What you have to do
Copy each record exactly as it reads, leaving out any pictures it holds.

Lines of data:
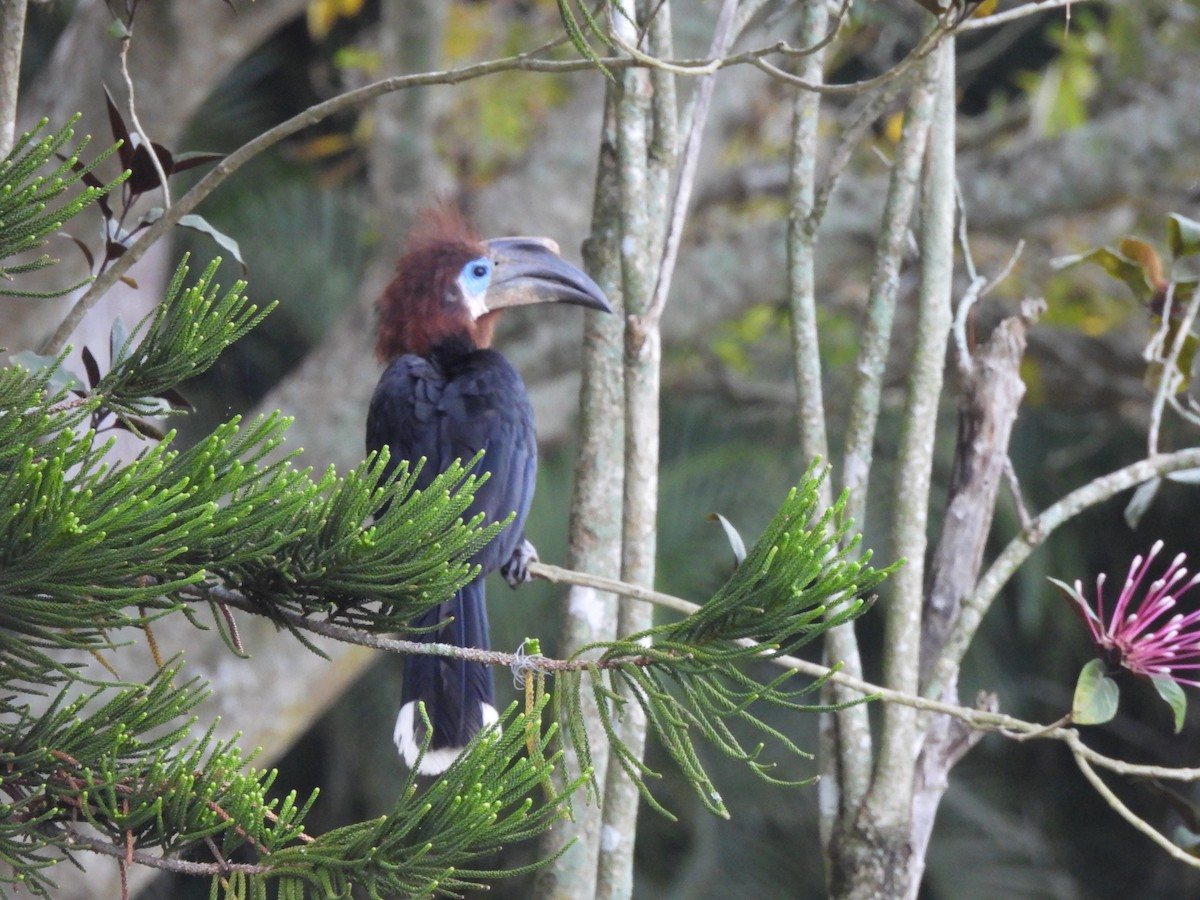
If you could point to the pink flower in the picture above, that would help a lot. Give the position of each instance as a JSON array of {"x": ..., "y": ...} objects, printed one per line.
[{"x": 1145, "y": 636}]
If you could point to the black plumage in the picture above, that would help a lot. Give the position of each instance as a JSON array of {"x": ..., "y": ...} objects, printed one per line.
[{"x": 445, "y": 395}]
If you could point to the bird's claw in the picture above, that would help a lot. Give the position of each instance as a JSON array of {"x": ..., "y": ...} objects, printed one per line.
[{"x": 516, "y": 570}]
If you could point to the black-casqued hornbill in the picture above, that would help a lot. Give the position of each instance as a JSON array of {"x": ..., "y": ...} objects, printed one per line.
[{"x": 445, "y": 395}]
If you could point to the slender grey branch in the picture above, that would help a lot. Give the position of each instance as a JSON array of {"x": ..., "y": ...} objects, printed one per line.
[
  {"x": 1023, "y": 545},
  {"x": 889, "y": 802},
  {"x": 167, "y": 864},
  {"x": 319, "y": 112},
  {"x": 1000, "y": 18},
  {"x": 12, "y": 37},
  {"x": 723, "y": 37}
]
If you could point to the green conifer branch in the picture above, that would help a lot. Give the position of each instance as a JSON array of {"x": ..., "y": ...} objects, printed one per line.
[
  {"x": 28, "y": 210},
  {"x": 691, "y": 677}
]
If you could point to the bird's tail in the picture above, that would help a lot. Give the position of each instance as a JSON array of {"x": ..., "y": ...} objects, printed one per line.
[{"x": 457, "y": 694}]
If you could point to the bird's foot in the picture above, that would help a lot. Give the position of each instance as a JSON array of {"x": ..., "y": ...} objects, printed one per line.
[{"x": 516, "y": 570}]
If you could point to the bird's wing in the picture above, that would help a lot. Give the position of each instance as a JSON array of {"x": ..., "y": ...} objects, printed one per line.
[
  {"x": 418, "y": 412},
  {"x": 405, "y": 415},
  {"x": 485, "y": 407}
]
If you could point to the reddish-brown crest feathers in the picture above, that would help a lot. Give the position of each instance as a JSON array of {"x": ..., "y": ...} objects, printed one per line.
[{"x": 413, "y": 313}]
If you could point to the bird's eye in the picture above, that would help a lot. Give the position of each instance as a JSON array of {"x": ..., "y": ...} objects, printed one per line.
[{"x": 477, "y": 275}]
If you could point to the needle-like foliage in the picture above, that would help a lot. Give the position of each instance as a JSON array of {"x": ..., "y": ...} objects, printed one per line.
[
  {"x": 35, "y": 203},
  {"x": 691, "y": 677},
  {"x": 93, "y": 546}
]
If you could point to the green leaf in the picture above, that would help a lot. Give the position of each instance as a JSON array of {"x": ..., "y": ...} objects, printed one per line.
[
  {"x": 118, "y": 339},
  {"x": 1140, "y": 501},
  {"x": 1170, "y": 690},
  {"x": 1096, "y": 695},
  {"x": 1115, "y": 264},
  {"x": 1182, "y": 235},
  {"x": 198, "y": 223},
  {"x": 731, "y": 534}
]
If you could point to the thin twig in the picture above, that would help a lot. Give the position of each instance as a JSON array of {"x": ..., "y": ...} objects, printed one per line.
[
  {"x": 126, "y": 41},
  {"x": 315, "y": 114},
  {"x": 1024, "y": 544},
  {"x": 1132, "y": 817},
  {"x": 78, "y": 841},
  {"x": 1000, "y": 18}
]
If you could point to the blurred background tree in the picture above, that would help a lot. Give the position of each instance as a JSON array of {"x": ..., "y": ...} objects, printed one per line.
[{"x": 1071, "y": 135}]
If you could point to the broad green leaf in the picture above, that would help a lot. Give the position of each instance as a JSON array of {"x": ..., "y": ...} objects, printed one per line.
[
  {"x": 731, "y": 534},
  {"x": 1182, "y": 235},
  {"x": 1096, "y": 695},
  {"x": 1140, "y": 501},
  {"x": 1146, "y": 257},
  {"x": 1170, "y": 690},
  {"x": 1115, "y": 264},
  {"x": 198, "y": 223},
  {"x": 118, "y": 337}
]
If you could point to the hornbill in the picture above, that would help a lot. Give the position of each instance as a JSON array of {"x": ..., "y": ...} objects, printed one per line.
[{"x": 445, "y": 395}]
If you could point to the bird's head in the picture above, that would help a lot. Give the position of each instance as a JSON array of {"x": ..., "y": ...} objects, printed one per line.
[{"x": 450, "y": 285}]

Answer to the exercise
If you could point to the pink flower in the picture above, that would help a lot. Give the position of each instance as a JSON array of {"x": ..., "y": ...} objects, printed one per line.
[{"x": 1145, "y": 636}]
If you could point to the black plumage in the picture above, that would help a lot. Give the position of each instance as a JSON array of {"x": ..., "y": ...} objects, printed one per line.
[{"x": 445, "y": 395}]
If you could point to the bird's claw in the picture above, that would help a lot. Give the position of each instance as a JSON array of {"x": ..., "y": ...} objects, printed one per line.
[{"x": 516, "y": 570}]
If you could point to the black-casqued hornbill in the picture above, that would help a lot. Give the position of each instance as a JSON array of {"x": ..., "y": ...} objects, printed one per line.
[{"x": 445, "y": 395}]
If you could point to the slender grey branch in the picture above, that would help a lot. Give the position of each instance as a JSON array of {"x": ..., "y": ...} objects, printed one per line.
[
  {"x": 1023, "y": 545},
  {"x": 889, "y": 802},
  {"x": 167, "y": 864},
  {"x": 319, "y": 112},
  {"x": 1000, "y": 18},
  {"x": 12, "y": 37},
  {"x": 723, "y": 37}
]
If you could point to the green conifer branch in the picture above, that would help a lot. Give the position of each instance as a JSON array of {"x": ..., "y": ...} objects, printed one per line.
[
  {"x": 28, "y": 210},
  {"x": 691, "y": 677}
]
If you could point to the bird's tail in the picture above, that would help a lot. Give the position of each instance as a JSON array of {"x": ..., "y": ...} objects, printed one per line.
[{"x": 457, "y": 694}]
If you could point to the bird's foot in the picture above, that would help a lot. Give the position of each instance as a JSON array of {"x": ..., "y": ...} objects, printed one per line.
[{"x": 516, "y": 570}]
If you could point to the bird's wing in the picture above, that would help a lot. Give the position of each instance as a JSON array of {"x": ..., "y": ...} objects, printed one per line.
[
  {"x": 418, "y": 412},
  {"x": 405, "y": 415},
  {"x": 485, "y": 407}
]
If you could point to the reddish-brown crest feathers in the picture above, that would help a lot. Give the position of each instance as a JSON array of {"x": ..., "y": ...} objects, printed one per line.
[{"x": 413, "y": 313}]
If you could point to the bird's eye in the picture above, that would help a lot. Give the position of each instance as a JSON array of {"x": ..., "y": ...} objects, printed one per line.
[{"x": 477, "y": 275}]
If you could point to the needle-like foliage in the picture above, that would help a lot. Give the position of each instance as a JSON array of {"x": ..., "y": ...} objects, printed one per line.
[
  {"x": 35, "y": 203},
  {"x": 691, "y": 677},
  {"x": 93, "y": 546}
]
If you could point to the green leaf in the picture above, that would help a lot. Give the position of each instance as a JSON array of {"x": ..., "y": ...} objects, printed one per line.
[
  {"x": 118, "y": 339},
  {"x": 1140, "y": 501},
  {"x": 1170, "y": 690},
  {"x": 1096, "y": 695},
  {"x": 1115, "y": 264},
  {"x": 1182, "y": 235},
  {"x": 198, "y": 223},
  {"x": 731, "y": 534}
]
If you could point to the thin twig in the picture above, that would help a lot. Give the position of each instance as a JSON array of {"x": ..., "y": ...} objects, printed one per line.
[
  {"x": 126, "y": 41},
  {"x": 315, "y": 114},
  {"x": 1024, "y": 544},
  {"x": 1132, "y": 817},
  {"x": 78, "y": 841},
  {"x": 1000, "y": 18}
]
If you could point to the blurred background tree in the picture above, that would help a lot. Give the position of each instance as a JSON array of {"x": ..., "y": ...} objects, printed one per line.
[{"x": 1071, "y": 135}]
If you could point to the broad green leaf in the picture above, that would help a lot. Give the position of each instance as a JSON array of {"x": ..., "y": ...} objects, printed one per line.
[
  {"x": 731, "y": 534},
  {"x": 1182, "y": 235},
  {"x": 1096, "y": 695},
  {"x": 1140, "y": 501},
  {"x": 1146, "y": 257},
  {"x": 1170, "y": 690},
  {"x": 1115, "y": 264},
  {"x": 198, "y": 223},
  {"x": 118, "y": 337}
]
If you could point to the hornbill in the picture above, that would help a lot. Give the position of each instance as a JSON array of {"x": ..., "y": ...} objects, printed one per line.
[{"x": 445, "y": 395}]
If you could point to the bird's head in the picture above, that would help a lot. Give the position of each instance as a JSON array of {"x": ..., "y": ...} objects, printed one per line.
[{"x": 450, "y": 285}]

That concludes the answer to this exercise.